Porozmawiajmy o ... wszystkim - temat dla lubiących offtopy

Porozmawiajmy przy filiżance kawy. Luźne rozmowy, plotki i ploteczki. Dział przeznaczony na wszystkie inne tematy dotyczące offtopicu.
Awatar użytkownika
miłośniczka Faustyny
Mistrz komentowania
Mistrz komentowania
Posty: 4455
Rejestracja: 26 sie 2018
Lokalizacja: Ulica Sezamkowa
Has thanked: 1081 times
Been thanked: 1150 times

Re: Porozmawiajmy o ... wszystkim - temat dla lubiących offtopy

Post autor: miłośniczka Faustyny » 2023-03-28, 12:10

sądzony pisze: 2023-03-28, 11:10
miłośniczka Faustyny pisze: 2023-03-28, 10:15 A poza tym, dodawało to adrenaliny (żeby spróbować podwyższyć następnym razem ocenę albo podtrzymać dotychczasowe, żeby zapamiętać jak najwięcej i sprawdzić gdzie jest tego granica). Poza tym podnosi to poziom poczucia własnej wartości.

•••

→ **Zestaw zadań**
- a) Jak brzmi po angielsku zdanie „Poza tym podnosi to poziom poczucia własnej wartości.” z wpisu z forum?
- b) Czy możesz dokładnie przepisać z wpisu z forum wszystko od słów „Re: Porozmawiajmy o” w dół aż do słów „poczucia własnej wartości.”?
- c) Podejmij wpis z forum o podwyższaniu ocen i poczuciu własnej wartości i dopisz jego ciąg dalszy, zaczynając po ostatnim zdaniu.
Materiał umieszczony dalej stanowi odrębną całość, niezwiązaną z wpisem z forum.

→ **Dostarczony materiał**
•••

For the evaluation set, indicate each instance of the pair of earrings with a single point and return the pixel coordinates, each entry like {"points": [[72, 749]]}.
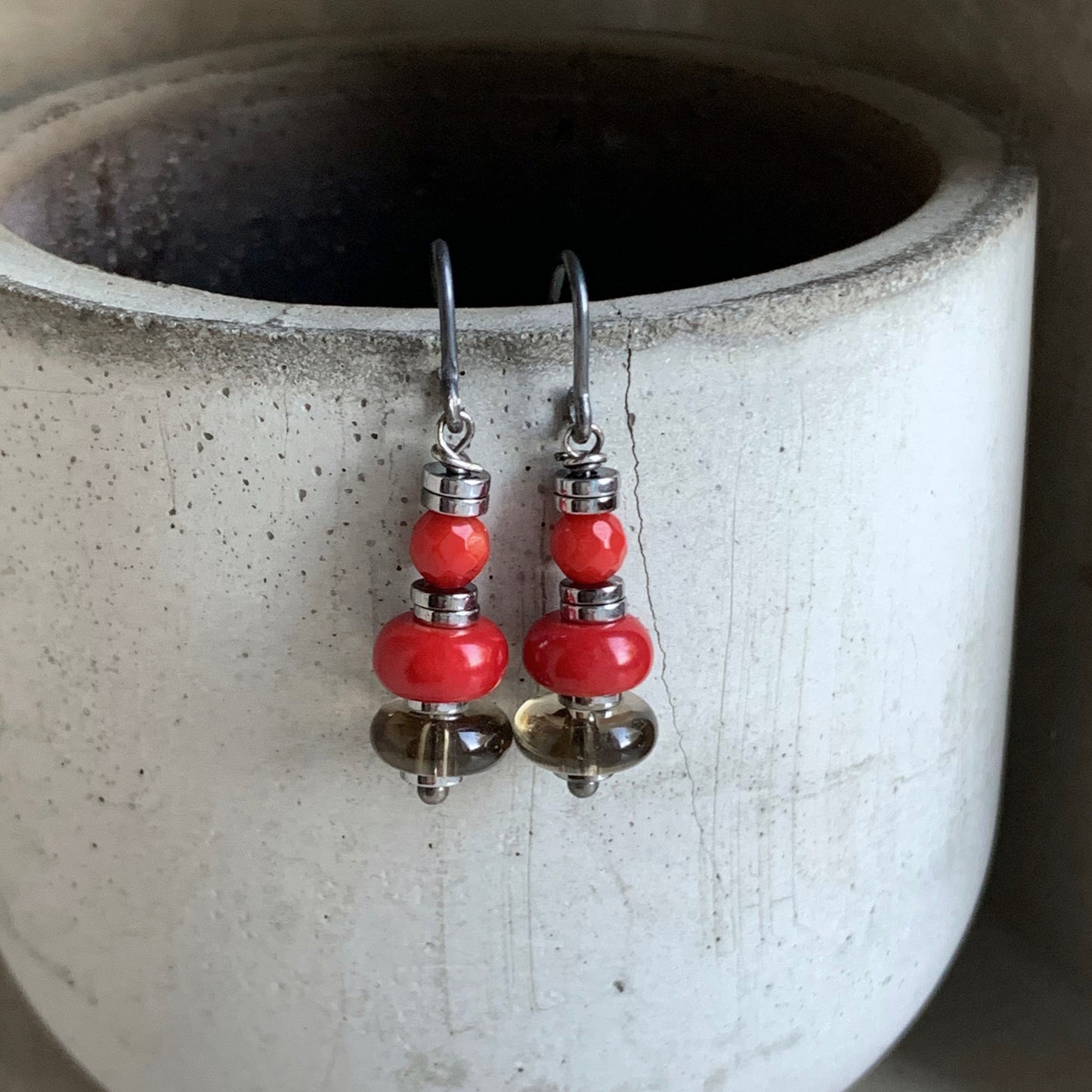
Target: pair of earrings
{"points": [[442, 657]]}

•••

→ **Wyniki**
- a) Besides, it raises one's level of self-esteem.

- b)
Re: Porozmawiajmy o ... wszystkim - temat dla lubiących offtopy

Post autor: miłośniczka Faustyny » 2023-03-28, 12:10

sądzony pisze: 2023-03-28, 11:10
miłośniczka Faustyny pisze: 2023-03-28, 10:15 A poza tym, dodawało to adrenaliny (żeby spróbować podwyższyć następnym razem ocenę albo podtrzymać dotychczasowe, żeby zapamiętać jak najwięcej i sprawdzić gdzie jest tego granica). Poza tym podnosi to poziom poczucia własnej wartości.

- c)
Nie wiem czy to dobrze. Nie mówię, że źle. Po prostu nie wiem.
Wydaje mi się, że to dobrze. Istotne jest przesuwanie granic. Są osoby, które nie wierzą w siebie, bo mają problemy z nauką. Trzeba im pokazać w praktyce, że to, co uważają za istotne ograniczenia, da się zminimalizować. Wiele naszych granic cechuje się pewną elastycznoscią. Mam świadomość, że słowo "granica" brzmi niezbyt poprawnie pod względem stylistycznym, ale używam go teraz, żeby zobrazować to, co mam na myśli. Granicę naszej pamięci oraz efektywności można stopniowo przesuwać, tak żeby zasięg naszych możliwości stawał się trochę większy. To często jest proces. Pamieć i inne funkcje poznawcze można też wyćwiczyć i tym samym zwiększać ten zakres. Między innymi dlatego istotna jest forma liczbowa w ocenianiu. Ma się świadomość, że przeskakuje się wtedy na trochę wyższy poziom wraz ze zwiększaniem liczby.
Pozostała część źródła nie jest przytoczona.